Input material:
┄┄┄┄┄┄┄┄┄┄┄┄┄┄┄┄┄┄┄┄
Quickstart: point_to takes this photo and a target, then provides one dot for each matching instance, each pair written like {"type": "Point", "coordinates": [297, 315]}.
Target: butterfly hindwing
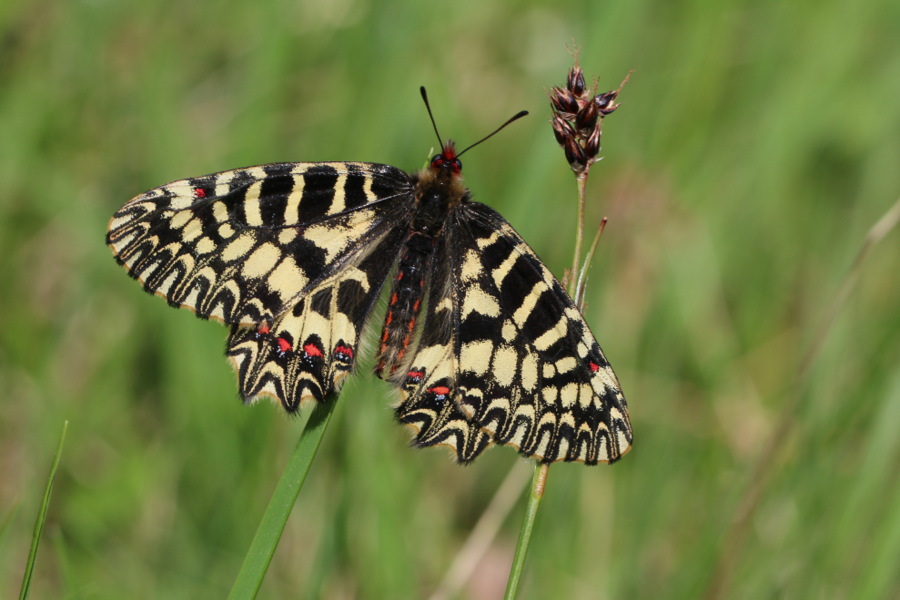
{"type": "Point", "coordinates": [308, 351]}
{"type": "Point", "coordinates": [529, 370]}
{"type": "Point", "coordinates": [242, 246]}
{"type": "Point", "coordinates": [428, 385]}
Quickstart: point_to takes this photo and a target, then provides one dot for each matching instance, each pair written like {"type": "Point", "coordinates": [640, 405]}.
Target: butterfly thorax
{"type": "Point", "coordinates": [438, 191]}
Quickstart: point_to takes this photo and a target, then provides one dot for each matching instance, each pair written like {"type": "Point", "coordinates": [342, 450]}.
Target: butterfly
{"type": "Point", "coordinates": [483, 343]}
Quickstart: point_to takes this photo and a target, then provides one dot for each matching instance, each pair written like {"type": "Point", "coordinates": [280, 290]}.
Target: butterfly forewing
{"type": "Point", "coordinates": [242, 246]}
{"type": "Point", "coordinates": [308, 351]}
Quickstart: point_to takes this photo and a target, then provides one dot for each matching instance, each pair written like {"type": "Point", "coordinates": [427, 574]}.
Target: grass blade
{"type": "Point", "coordinates": [41, 519]}
{"type": "Point", "coordinates": [258, 557]}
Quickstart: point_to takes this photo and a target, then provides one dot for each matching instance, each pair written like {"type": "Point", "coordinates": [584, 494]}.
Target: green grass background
{"type": "Point", "coordinates": [756, 144]}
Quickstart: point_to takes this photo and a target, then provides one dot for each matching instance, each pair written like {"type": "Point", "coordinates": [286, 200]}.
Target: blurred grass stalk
{"type": "Point", "coordinates": [720, 582]}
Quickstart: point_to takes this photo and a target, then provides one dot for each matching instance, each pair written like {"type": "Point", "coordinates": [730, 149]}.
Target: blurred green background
{"type": "Point", "coordinates": [756, 144]}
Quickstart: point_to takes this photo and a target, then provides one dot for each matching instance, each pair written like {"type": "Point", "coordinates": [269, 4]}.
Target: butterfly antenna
{"type": "Point", "coordinates": [515, 117]}
{"type": "Point", "coordinates": [431, 116]}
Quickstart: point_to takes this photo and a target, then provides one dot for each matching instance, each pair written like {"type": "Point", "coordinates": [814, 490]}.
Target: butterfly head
{"type": "Point", "coordinates": [447, 162]}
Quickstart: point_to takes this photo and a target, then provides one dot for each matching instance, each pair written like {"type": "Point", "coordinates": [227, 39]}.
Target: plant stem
{"type": "Point", "coordinates": [538, 483]}
{"type": "Point", "coordinates": [581, 181]}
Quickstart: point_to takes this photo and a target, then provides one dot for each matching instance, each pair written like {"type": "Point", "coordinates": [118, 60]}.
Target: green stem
{"type": "Point", "coordinates": [41, 519]}
{"type": "Point", "coordinates": [538, 482]}
{"type": "Point", "coordinates": [581, 181]}
{"type": "Point", "coordinates": [258, 557]}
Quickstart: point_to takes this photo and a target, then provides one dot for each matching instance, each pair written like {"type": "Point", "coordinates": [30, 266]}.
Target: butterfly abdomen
{"type": "Point", "coordinates": [405, 302]}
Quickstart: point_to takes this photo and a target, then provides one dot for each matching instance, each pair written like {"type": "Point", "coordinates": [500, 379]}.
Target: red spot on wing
{"type": "Point", "coordinates": [312, 350]}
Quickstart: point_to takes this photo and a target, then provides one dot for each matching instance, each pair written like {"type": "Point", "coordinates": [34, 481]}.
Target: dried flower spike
{"type": "Point", "coordinates": [577, 120]}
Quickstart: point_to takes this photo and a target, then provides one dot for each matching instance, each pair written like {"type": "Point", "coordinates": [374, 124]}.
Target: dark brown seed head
{"type": "Point", "coordinates": [592, 144]}
{"type": "Point", "coordinates": [586, 119]}
{"type": "Point", "coordinates": [575, 81]}
{"type": "Point", "coordinates": [562, 130]}
{"type": "Point", "coordinates": [563, 101]}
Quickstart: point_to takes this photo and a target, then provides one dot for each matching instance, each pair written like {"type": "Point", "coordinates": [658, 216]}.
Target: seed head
{"type": "Point", "coordinates": [577, 120]}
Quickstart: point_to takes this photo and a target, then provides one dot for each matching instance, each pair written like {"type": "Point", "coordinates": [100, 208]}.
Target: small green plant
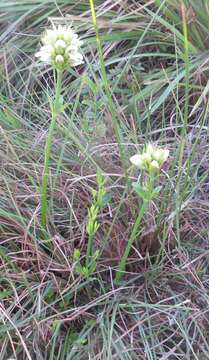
{"type": "Point", "coordinates": [60, 49]}
{"type": "Point", "coordinates": [99, 200]}
{"type": "Point", "coordinates": [150, 161]}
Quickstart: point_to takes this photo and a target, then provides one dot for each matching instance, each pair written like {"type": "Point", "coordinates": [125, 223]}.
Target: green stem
{"type": "Point", "coordinates": [111, 105]}
{"type": "Point", "coordinates": [55, 111]}
{"type": "Point", "coordinates": [122, 263]}
{"type": "Point", "coordinates": [89, 249]}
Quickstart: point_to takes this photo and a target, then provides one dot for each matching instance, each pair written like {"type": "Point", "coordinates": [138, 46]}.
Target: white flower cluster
{"type": "Point", "coordinates": [60, 48]}
{"type": "Point", "coordinates": [151, 159]}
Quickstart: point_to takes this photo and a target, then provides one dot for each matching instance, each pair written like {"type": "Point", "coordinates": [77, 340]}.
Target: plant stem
{"type": "Point", "coordinates": [111, 105]}
{"type": "Point", "coordinates": [89, 249]}
{"type": "Point", "coordinates": [55, 109]}
{"type": "Point", "coordinates": [122, 263]}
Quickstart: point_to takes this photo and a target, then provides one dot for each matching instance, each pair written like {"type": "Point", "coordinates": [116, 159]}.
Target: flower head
{"type": "Point", "coordinates": [60, 48]}
{"type": "Point", "coordinates": [151, 159]}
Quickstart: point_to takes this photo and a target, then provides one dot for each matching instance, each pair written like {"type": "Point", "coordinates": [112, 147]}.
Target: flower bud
{"type": "Point", "coordinates": [136, 160]}
{"type": "Point", "coordinates": [59, 59]}
{"type": "Point", "coordinates": [60, 46]}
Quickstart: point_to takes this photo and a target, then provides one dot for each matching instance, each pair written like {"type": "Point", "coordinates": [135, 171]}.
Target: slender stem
{"type": "Point", "coordinates": [47, 151]}
{"type": "Point", "coordinates": [89, 249]}
{"type": "Point", "coordinates": [122, 263]}
{"type": "Point", "coordinates": [111, 105]}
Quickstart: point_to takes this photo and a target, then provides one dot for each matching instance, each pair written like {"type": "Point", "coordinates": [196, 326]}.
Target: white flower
{"type": "Point", "coordinates": [161, 155]}
{"type": "Point", "coordinates": [61, 48]}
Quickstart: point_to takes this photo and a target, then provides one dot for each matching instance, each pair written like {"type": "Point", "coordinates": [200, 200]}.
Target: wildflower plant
{"type": "Point", "coordinates": [149, 161]}
{"type": "Point", "coordinates": [61, 50]}
{"type": "Point", "coordinates": [99, 200]}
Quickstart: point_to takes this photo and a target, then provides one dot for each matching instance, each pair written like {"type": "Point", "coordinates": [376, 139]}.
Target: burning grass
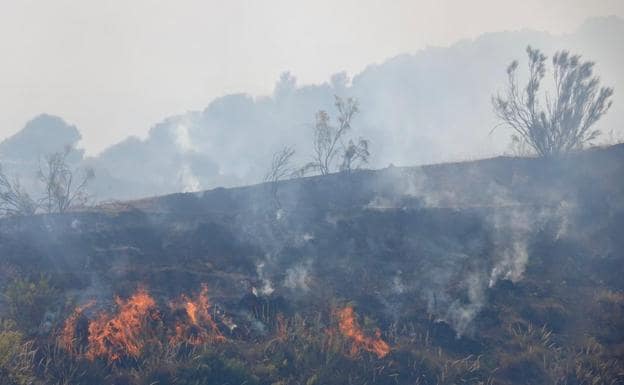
{"type": "Point", "coordinates": [138, 322]}
{"type": "Point", "coordinates": [350, 328]}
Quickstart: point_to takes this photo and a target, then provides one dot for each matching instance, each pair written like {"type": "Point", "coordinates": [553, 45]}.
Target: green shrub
{"type": "Point", "coordinates": [27, 301]}
{"type": "Point", "coordinates": [16, 357]}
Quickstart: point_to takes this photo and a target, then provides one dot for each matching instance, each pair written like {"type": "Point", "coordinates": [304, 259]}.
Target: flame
{"type": "Point", "coordinates": [115, 336]}
{"type": "Point", "coordinates": [350, 328]}
{"type": "Point", "coordinates": [282, 328]}
{"type": "Point", "coordinates": [199, 327]}
{"type": "Point", "coordinates": [67, 336]}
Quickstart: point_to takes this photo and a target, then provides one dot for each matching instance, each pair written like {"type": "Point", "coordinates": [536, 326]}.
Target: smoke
{"type": "Point", "coordinates": [298, 277]}
{"type": "Point", "coordinates": [267, 285]}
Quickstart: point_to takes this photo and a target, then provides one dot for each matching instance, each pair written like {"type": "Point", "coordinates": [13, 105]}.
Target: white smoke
{"type": "Point", "coordinates": [298, 277]}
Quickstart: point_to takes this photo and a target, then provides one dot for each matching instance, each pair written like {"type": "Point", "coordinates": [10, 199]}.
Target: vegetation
{"type": "Point", "coordinates": [14, 200]}
{"type": "Point", "coordinates": [329, 141]}
{"type": "Point", "coordinates": [561, 122]}
{"type": "Point", "coordinates": [64, 188]}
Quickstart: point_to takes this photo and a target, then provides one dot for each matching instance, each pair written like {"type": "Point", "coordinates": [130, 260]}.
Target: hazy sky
{"type": "Point", "coordinates": [114, 68]}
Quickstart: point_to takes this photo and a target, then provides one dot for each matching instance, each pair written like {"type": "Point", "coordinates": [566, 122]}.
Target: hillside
{"type": "Point", "coordinates": [497, 271]}
{"type": "Point", "coordinates": [427, 106]}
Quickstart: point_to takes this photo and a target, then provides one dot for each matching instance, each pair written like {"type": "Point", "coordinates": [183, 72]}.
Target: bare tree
{"type": "Point", "coordinates": [562, 122]}
{"type": "Point", "coordinates": [14, 200]}
{"type": "Point", "coordinates": [329, 139]}
{"type": "Point", "coordinates": [354, 155]}
{"type": "Point", "coordinates": [280, 165]}
{"type": "Point", "coordinates": [64, 188]}
{"type": "Point", "coordinates": [281, 168]}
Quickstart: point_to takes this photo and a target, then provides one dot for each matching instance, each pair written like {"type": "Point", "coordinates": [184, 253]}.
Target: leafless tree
{"type": "Point", "coordinates": [281, 168]}
{"type": "Point", "coordinates": [354, 155]}
{"type": "Point", "coordinates": [14, 200]}
{"type": "Point", "coordinates": [562, 122]}
{"type": "Point", "coordinates": [329, 139]}
{"type": "Point", "coordinates": [280, 165]}
{"type": "Point", "coordinates": [65, 188]}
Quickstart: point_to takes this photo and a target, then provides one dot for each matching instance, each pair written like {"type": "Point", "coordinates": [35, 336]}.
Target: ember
{"type": "Point", "coordinates": [349, 328]}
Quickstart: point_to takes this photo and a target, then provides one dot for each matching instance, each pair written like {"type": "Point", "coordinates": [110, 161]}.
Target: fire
{"type": "Point", "coordinates": [350, 328]}
{"type": "Point", "coordinates": [67, 336]}
{"type": "Point", "coordinates": [115, 336]}
{"type": "Point", "coordinates": [199, 327]}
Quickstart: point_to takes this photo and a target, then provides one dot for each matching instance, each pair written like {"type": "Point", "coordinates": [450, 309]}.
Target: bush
{"type": "Point", "coordinates": [28, 300]}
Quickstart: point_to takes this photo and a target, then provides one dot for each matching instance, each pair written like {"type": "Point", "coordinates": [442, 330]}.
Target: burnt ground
{"type": "Point", "coordinates": [503, 270]}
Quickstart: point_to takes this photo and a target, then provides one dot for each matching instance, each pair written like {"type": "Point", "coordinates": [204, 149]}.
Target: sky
{"type": "Point", "coordinates": [114, 68]}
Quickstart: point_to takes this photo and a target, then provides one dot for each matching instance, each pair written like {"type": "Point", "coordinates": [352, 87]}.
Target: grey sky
{"type": "Point", "coordinates": [114, 68]}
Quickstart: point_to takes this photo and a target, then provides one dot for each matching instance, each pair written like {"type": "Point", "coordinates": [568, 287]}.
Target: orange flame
{"type": "Point", "coordinates": [350, 328]}
{"type": "Point", "coordinates": [200, 328]}
{"type": "Point", "coordinates": [67, 336]}
{"type": "Point", "coordinates": [113, 337]}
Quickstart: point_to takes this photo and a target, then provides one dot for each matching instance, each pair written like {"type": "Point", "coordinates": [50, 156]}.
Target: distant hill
{"type": "Point", "coordinates": [504, 270]}
{"type": "Point", "coordinates": [424, 107]}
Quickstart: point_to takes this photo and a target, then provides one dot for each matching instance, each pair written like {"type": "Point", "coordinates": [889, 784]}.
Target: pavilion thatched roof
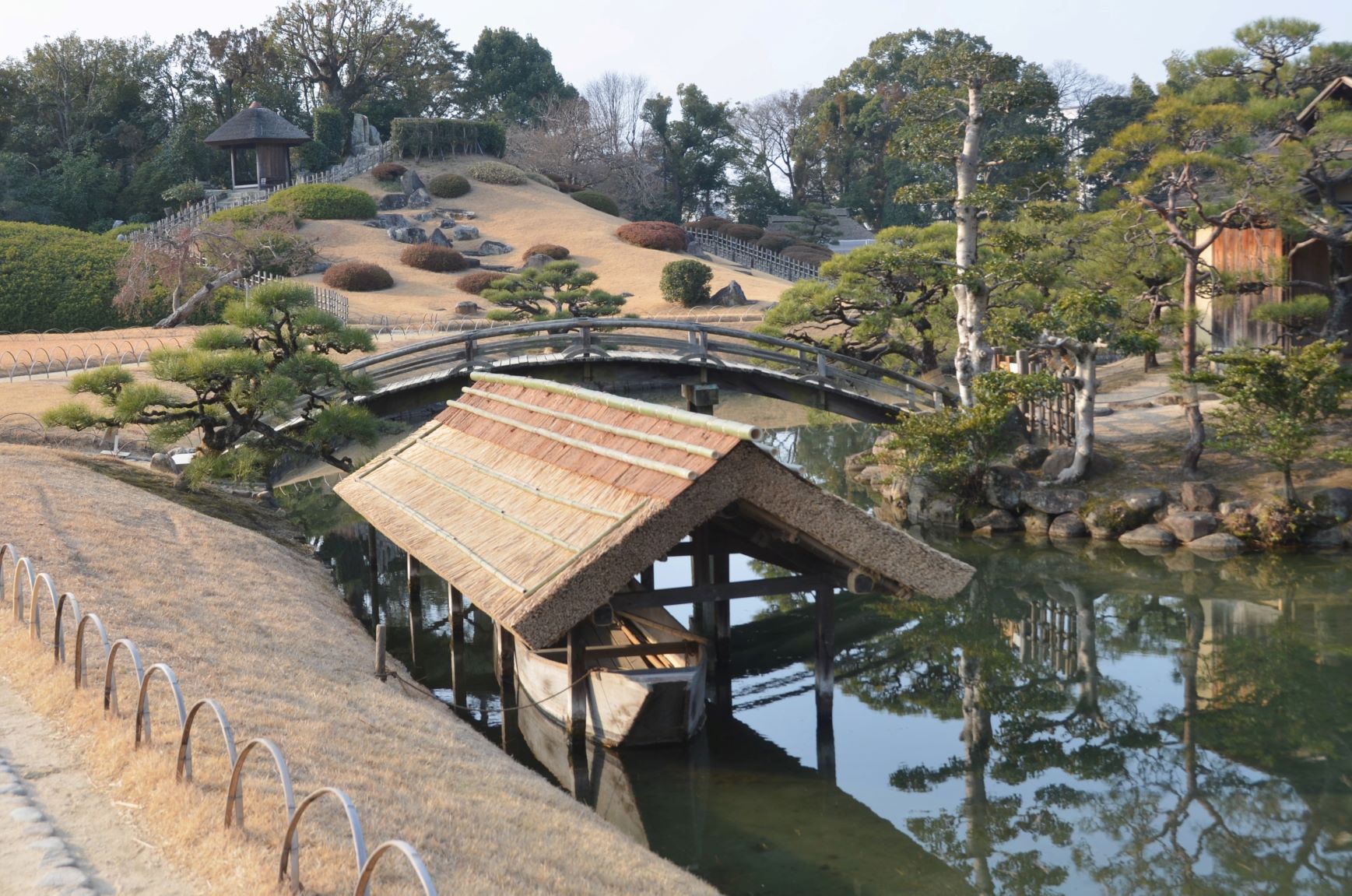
{"type": "Point", "coordinates": [539, 501]}
{"type": "Point", "coordinates": [257, 125]}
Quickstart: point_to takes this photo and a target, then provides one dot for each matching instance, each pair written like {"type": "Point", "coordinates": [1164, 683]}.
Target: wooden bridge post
{"type": "Point", "coordinates": [825, 683]}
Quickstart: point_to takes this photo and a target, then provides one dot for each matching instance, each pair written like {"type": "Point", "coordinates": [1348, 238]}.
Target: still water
{"type": "Point", "coordinates": [1080, 721]}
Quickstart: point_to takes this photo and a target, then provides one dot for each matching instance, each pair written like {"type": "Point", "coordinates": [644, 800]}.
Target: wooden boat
{"type": "Point", "coordinates": [632, 701]}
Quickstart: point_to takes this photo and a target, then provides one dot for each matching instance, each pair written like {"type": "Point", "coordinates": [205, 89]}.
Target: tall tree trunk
{"type": "Point", "coordinates": [1192, 407]}
{"type": "Point", "coordinates": [974, 354]}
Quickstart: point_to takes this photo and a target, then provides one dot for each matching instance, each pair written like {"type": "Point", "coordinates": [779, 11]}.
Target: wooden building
{"type": "Point", "coordinates": [548, 504]}
{"type": "Point", "coordinates": [258, 142]}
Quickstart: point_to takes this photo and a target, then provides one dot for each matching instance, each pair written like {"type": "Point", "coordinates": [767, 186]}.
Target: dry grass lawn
{"type": "Point", "coordinates": [260, 626]}
{"type": "Point", "coordinates": [518, 216]}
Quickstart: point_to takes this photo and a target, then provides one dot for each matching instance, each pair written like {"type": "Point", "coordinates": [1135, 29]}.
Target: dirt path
{"type": "Point", "coordinates": [60, 833]}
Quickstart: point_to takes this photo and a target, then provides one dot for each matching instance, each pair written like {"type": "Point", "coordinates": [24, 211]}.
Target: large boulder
{"type": "Point", "coordinates": [1190, 525]}
{"type": "Point", "coordinates": [1148, 536]}
{"type": "Point", "coordinates": [1067, 526]}
{"type": "Point", "coordinates": [1005, 486]}
{"type": "Point", "coordinates": [1333, 503]}
{"type": "Point", "coordinates": [1199, 496]}
{"type": "Point", "coordinates": [1055, 501]}
{"type": "Point", "coordinates": [729, 297]}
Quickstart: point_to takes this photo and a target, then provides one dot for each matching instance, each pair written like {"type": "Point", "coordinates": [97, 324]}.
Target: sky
{"type": "Point", "coordinates": [741, 49]}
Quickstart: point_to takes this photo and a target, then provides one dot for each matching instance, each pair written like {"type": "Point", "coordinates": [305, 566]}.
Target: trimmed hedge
{"type": "Point", "coordinates": [476, 281]}
{"type": "Point", "coordinates": [441, 260]}
{"type": "Point", "coordinates": [553, 251]}
{"type": "Point", "coordinates": [686, 281]}
{"type": "Point", "coordinates": [359, 276]}
{"type": "Point", "coordinates": [448, 185]}
{"type": "Point", "coordinates": [388, 172]}
{"type": "Point", "coordinates": [57, 277]}
{"type": "Point", "coordinates": [598, 200]}
{"type": "Point", "coordinates": [653, 234]}
{"type": "Point", "coordinates": [442, 137]}
{"type": "Point", "coordinates": [498, 174]}
{"type": "Point", "coordinates": [325, 202]}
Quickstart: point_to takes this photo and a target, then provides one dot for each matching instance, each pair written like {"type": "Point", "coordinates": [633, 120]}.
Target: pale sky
{"type": "Point", "coordinates": [741, 49]}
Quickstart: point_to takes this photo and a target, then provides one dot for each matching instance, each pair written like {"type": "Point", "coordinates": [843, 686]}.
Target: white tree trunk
{"type": "Point", "coordinates": [974, 354]}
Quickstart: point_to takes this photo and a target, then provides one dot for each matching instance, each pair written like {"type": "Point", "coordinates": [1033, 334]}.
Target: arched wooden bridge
┄┄┄┄┄┄┄┄┄┄┄┄┄┄┄┄┄┄┄┄
Pick out each line of the listing that contains the string "blurred", and copy those lines in full in their original order.

Answer for the task:
Target: blurred grass stalk
Target: blurred green background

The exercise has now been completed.